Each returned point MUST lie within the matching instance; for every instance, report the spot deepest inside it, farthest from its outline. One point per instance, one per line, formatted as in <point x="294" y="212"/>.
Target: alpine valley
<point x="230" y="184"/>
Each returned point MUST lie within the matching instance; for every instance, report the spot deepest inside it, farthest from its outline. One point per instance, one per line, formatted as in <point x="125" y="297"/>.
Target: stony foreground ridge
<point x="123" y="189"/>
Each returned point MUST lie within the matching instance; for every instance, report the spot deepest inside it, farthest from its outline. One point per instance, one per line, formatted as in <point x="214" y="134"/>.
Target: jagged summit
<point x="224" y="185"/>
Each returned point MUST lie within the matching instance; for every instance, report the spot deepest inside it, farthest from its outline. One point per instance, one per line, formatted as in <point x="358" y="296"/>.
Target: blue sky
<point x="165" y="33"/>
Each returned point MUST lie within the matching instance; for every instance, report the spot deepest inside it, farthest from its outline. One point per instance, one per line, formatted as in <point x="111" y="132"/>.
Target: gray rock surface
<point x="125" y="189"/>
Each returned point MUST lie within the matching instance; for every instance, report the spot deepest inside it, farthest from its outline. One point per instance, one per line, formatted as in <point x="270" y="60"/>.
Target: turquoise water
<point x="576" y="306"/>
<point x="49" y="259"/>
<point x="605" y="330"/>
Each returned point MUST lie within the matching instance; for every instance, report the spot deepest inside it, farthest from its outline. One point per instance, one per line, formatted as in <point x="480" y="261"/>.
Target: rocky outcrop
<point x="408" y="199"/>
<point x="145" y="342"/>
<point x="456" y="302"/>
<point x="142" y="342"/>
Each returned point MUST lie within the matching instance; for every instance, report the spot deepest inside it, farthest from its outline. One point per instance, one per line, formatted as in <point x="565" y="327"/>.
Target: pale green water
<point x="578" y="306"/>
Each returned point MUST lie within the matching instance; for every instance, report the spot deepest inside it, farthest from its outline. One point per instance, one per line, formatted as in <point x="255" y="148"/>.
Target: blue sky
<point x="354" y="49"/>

^^^^

INSTRUCTIONS FOR THE TASK:
The output should restate the data exactly, with no line missing.

SOLUTION TO THIS EXERCISE:
Each returned point MUST lie within the matching instance; for every instance, report the spot deepest inside it, farthest from its outline. One point per instance, one per line, formatted as in <point x="294" y="212"/>.
Target: alpine valley
<point x="230" y="184"/>
Each returned point MUST lie within the matching instance; for every instance, report the spot deepest inside it, farthest from its outline. One point per instance, one per line, formatted as in <point x="125" y="297"/>.
Target: stony foreground ridge
<point x="123" y="189"/>
Each returned point MUST lie within the matching instance; for every instance, report the spot deepest inside it, farthest from its outline. One point per instance, one per line, formatted as in <point x="214" y="134"/>.
Target: jagged summit
<point x="224" y="185"/>
Each returned point MUST lie within the matching instance; for every instance, report the spot deepest inside it, farthest from its outline. One point per instance, one per line, formatted as in <point x="358" y="296"/>.
Target: blue sky
<point x="165" y="33"/>
Each returned point MUST lie within the matching instance; for every instance, report the spot deepest inside it, farthest from its outline. One point per instance, one per line, formatted as in <point x="111" y="132"/>.
Target: gray rock surface
<point x="125" y="189"/>
Each returned point MUST lie within the matching instance; for every instance, report the spot deepest inside it, farthest from its outline. One point per instance, one per line, formatted as in <point x="270" y="60"/>.
Target: turquoise water
<point x="576" y="306"/>
<point x="49" y="259"/>
<point x="605" y="330"/>
Each returned point MUST lie within the matching instance; for every instance, report the spot deepest inside it, farthest from its outline. One point per instance, one per line, formatted as in <point x="480" y="261"/>.
Target: rocky outcrop
<point x="408" y="199"/>
<point x="145" y="342"/>
<point x="456" y="302"/>
<point x="142" y="342"/>
Each returned point MUST lie within the matching instance; for every instance, report the spot deepest inside it, farthest from its outline. One point per instance, one per line, formatted as in <point x="565" y="327"/>.
Target: pale green water
<point x="578" y="306"/>
Each returned point MUST lie within the matching instance; for every instance, report the spot deepest inside it, farthest from its outline. One point per instance, one per line, formatted as in <point x="255" y="148"/>.
Target: blue sky
<point x="354" y="49"/>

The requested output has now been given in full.